**Written request 1**: In the Hadoop forum post, how many times must a block be replicated before the application server notifies the user?
**Written request 2**: Pick up the Hadoop forum post after its final sentence and keep writing in the same voice.

**Document segment**:
* * *
You are viewing a plain text version of this content. The canonical link for it is here.
Posted to common-user@hadoop.apache.org by Cagdas Gerede <ca...@gmail.com> on 2008/04/17 04:40:20 UTC

Help: When is it safe to discard a block in the application layer

I am working on an application on top of Hadoop Distributed File System.

High level flow goes like this: User data block arrives to the application
server. The application server uses DistributedFileSystem api of Hadoop and
write the data block to the file system. Once the block is replicated three
times, the application server will notify the user so that the user can get
rid of the data since it is now in a persistent fault tolerant storage.

I couldn't figure out the following. Let's say, this is my sample program to
write a block.

byte data[] = new byte[blockSize];
out.write(data, 0, data.length);
...

where out is
out = fs.create(outFile, FsPermission.getDefault(), true, 4096,
(short)replicationCount, blockSize, progress);


My application writes the data to the stream and then it goes to the next
line. At this point, I believe I cannot be sure that the block is replicated
at least, say 3, times. Possibly, under the hood, the DFSClient is still
trying to push this data to others.

Given this, how is my application going to know that the data block is
replicated 3 times and it is safe to discard this data?

There are a couple of things you might think:
1) Set the minimum replica property to 3: Even if you do this, the
application still goes to the next line before the data actually replicated
3 times.
2) Right after you write, you continuously get cache hints from master and
check if master is aware of 3 replicas of this block: My problem with this
approach is that the application will wait for a while for every block it
needs to store since it will take some time for datanodes to report and
master to process the blockreports. What is worse, if some datanode in the
pipeline fails, we have no way of knowing the error.

To sum-up, I am not sure when is the right time to discard a block of data
with the guarantee that it is replicated certain number of times.
* * *
**Data listing**:

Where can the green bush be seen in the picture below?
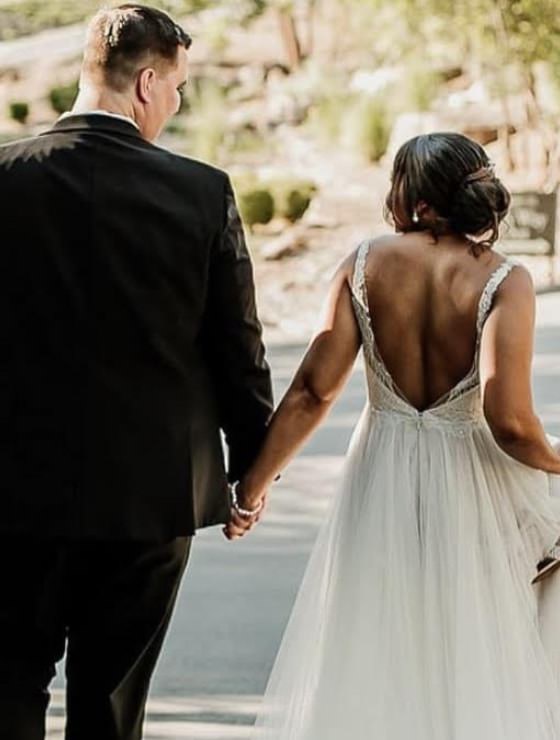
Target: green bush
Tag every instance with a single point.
(256, 206)
(326, 117)
(19, 111)
(62, 97)
(292, 198)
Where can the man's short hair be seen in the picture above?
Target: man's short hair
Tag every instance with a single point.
(123, 39)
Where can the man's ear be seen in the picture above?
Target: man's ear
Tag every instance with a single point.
(145, 83)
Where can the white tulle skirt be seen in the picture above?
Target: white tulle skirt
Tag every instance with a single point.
(416, 619)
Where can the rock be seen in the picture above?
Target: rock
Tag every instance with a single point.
(290, 243)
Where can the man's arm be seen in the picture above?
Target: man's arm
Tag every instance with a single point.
(232, 340)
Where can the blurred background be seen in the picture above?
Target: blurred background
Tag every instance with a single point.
(305, 102)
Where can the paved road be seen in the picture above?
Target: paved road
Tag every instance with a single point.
(236, 597)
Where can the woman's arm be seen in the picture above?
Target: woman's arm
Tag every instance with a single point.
(316, 385)
(505, 372)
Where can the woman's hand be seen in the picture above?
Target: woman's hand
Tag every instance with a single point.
(251, 500)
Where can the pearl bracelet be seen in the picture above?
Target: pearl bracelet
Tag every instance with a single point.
(245, 513)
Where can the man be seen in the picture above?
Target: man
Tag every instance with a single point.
(129, 338)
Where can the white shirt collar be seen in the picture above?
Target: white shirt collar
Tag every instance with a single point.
(100, 113)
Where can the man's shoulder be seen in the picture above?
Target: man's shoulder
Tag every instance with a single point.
(190, 166)
(14, 150)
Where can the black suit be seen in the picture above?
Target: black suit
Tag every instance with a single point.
(129, 339)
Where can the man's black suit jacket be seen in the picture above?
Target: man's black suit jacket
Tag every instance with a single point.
(129, 337)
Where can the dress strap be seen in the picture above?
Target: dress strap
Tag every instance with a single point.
(359, 287)
(489, 292)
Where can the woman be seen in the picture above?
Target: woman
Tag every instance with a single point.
(416, 617)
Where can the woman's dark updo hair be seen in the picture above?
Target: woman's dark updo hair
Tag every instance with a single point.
(454, 177)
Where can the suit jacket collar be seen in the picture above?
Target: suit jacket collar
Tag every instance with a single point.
(95, 122)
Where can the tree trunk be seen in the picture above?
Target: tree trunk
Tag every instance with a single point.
(311, 17)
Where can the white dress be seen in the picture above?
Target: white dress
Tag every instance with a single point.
(416, 619)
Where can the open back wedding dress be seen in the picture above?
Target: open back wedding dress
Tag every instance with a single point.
(416, 618)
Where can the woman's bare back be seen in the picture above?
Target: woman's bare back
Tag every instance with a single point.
(423, 299)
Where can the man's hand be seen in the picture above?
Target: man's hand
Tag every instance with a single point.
(238, 526)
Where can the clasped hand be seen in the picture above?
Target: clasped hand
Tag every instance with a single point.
(239, 524)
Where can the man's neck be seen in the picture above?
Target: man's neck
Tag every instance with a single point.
(89, 100)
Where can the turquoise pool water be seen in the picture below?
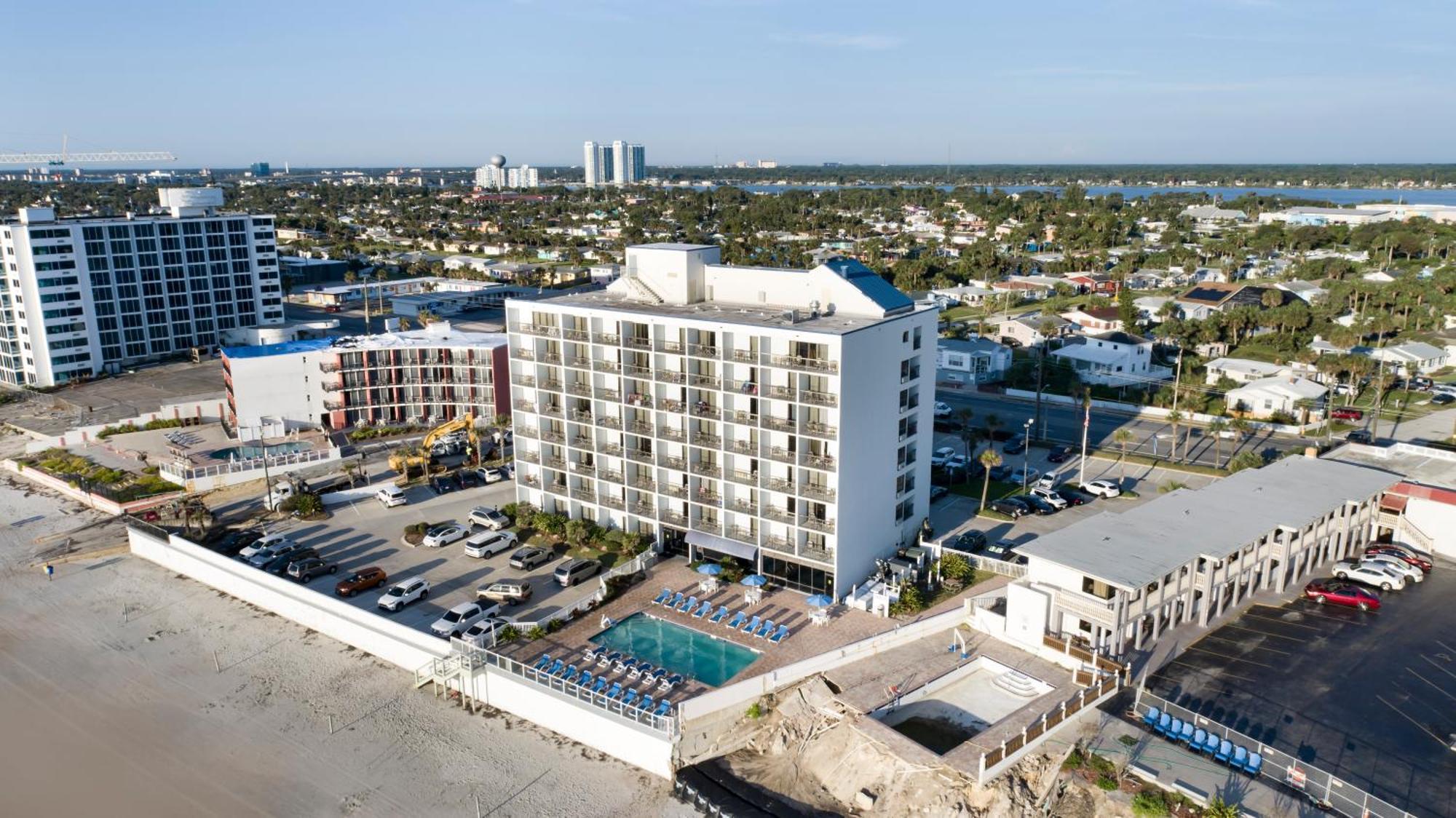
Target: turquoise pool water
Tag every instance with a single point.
(681, 650)
(245, 452)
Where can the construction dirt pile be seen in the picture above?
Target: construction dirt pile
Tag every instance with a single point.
(809, 750)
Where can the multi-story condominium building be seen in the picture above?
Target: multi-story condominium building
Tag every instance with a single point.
(424, 376)
(781, 417)
(617, 164)
(84, 296)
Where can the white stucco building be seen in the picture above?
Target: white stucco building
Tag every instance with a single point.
(781, 417)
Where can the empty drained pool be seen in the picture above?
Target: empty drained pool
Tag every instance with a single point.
(681, 650)
(946, 712)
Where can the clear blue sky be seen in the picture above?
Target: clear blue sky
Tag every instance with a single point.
(323, 84)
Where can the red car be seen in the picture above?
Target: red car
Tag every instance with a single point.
(1403, 555)
(1342, 593)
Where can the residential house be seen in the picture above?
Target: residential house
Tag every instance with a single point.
(1413, 357)
(1266, 397)
(970, 362)
(1094, 319)
(1027, 331)
(1112, 359)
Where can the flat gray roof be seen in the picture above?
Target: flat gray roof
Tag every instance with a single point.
(1150, 542)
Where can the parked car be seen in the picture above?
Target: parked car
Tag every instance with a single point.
(362, 580)
(574, 571)
(506, 592)
(1011, 507)
(306, 570)
(1369, 574)
(443, 535)
(391, 496)
(490, 544)
(1051, 497)
(483, 634)
(280, 564)
(456, 621)
(1343, 595)
(404, 593)
(1406, 555)
(266, 542)
(1400, 567)
(969, 542)
(488, 517)
(532, 557)
(1072, 496)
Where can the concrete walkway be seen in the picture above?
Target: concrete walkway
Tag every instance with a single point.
(1176, 769)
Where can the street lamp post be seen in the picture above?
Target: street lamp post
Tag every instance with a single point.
(1026, 452)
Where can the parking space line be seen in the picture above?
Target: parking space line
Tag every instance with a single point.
(1230, 657)
(1413, 721)
(1256, 647)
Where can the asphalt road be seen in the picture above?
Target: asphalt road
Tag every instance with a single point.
(1064, 424)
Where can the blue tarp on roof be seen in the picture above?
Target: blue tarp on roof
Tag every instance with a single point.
(308, 346)
(871, 285)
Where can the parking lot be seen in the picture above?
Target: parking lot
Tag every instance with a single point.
(1366, 696)
(954, 513)
(369, 535)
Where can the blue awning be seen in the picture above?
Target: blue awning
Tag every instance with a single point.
(723, 545)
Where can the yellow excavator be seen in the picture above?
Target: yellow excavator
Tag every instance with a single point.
(405, 462)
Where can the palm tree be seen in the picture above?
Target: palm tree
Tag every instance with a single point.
(1123, 437)
(1216, 429)
(991, 461)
* * *
**Result 1**: Three times.

**Result 2**:
Please help,

Thanks,
Cagdas

Re: Help: When is it safe to discard a block in the application layer

Posted by Cagdas Gerede <ca...@gmail.com>.
In DataStreamer class (in DFSClient.java), there is a line in run() method
like this:

* if (progress != null) { progress.progress(); }*

I think the progress is called only if the block is replicated at least
minimum number of times.

I can pass my progress object and wait on it until this method is invoked to
delete my application cache.


Does this seem right? Am I missing something?

Thanks for your answer.

-- 
------------
Best Regards, Cagdas Evren Gerede
Home Page: http://cagdasgerede.info


On Thu, Apr 17, 2008 at 10:21 AM, dhruba Borthakur <dh...@yahoo-inc.com>
wrote:

>  The DFSClient caches small packets (e.g. 64K write buffers) and they are
> lazily flushed to the datanoeds in the pipeline. So, when an application
> completes a out.write() call, it is definitely not guaranteed that data is
> sent to even one datanode.
>
>
>
> One option would be to retrieve cache hints from the Namenode and determine
> if the block has three locations.
>
>
>
> Thanks,
>
> dhruba
>
>
>  ------------------------------
>
> *From:* Cagdas Gerede [mailto:cagdas.gerede@gmail.com]
> *Sent:* Wednesday, April 16, 2008 7:40 PM
> *To:* core-user@hadoop.apache.org
> *Subject:* Help: When is it safe to discard a block in the application
> layer
>
>
>
> I am working on an application on top of Hadoop Distributed File System.
>
> High level flow goes like this: User data block arrives to the application
> server. The application server uses DistributedFileSystem api of Hadoop and
> write the data block to the file system. Once the block is replicated three
> times, the application server will notify the user so that the user can get
> rid of the data since it is now in a persistent fault tolerant storage.
>
> I couldn't figure out the following. Let's say, this is my sample program
> to write a block.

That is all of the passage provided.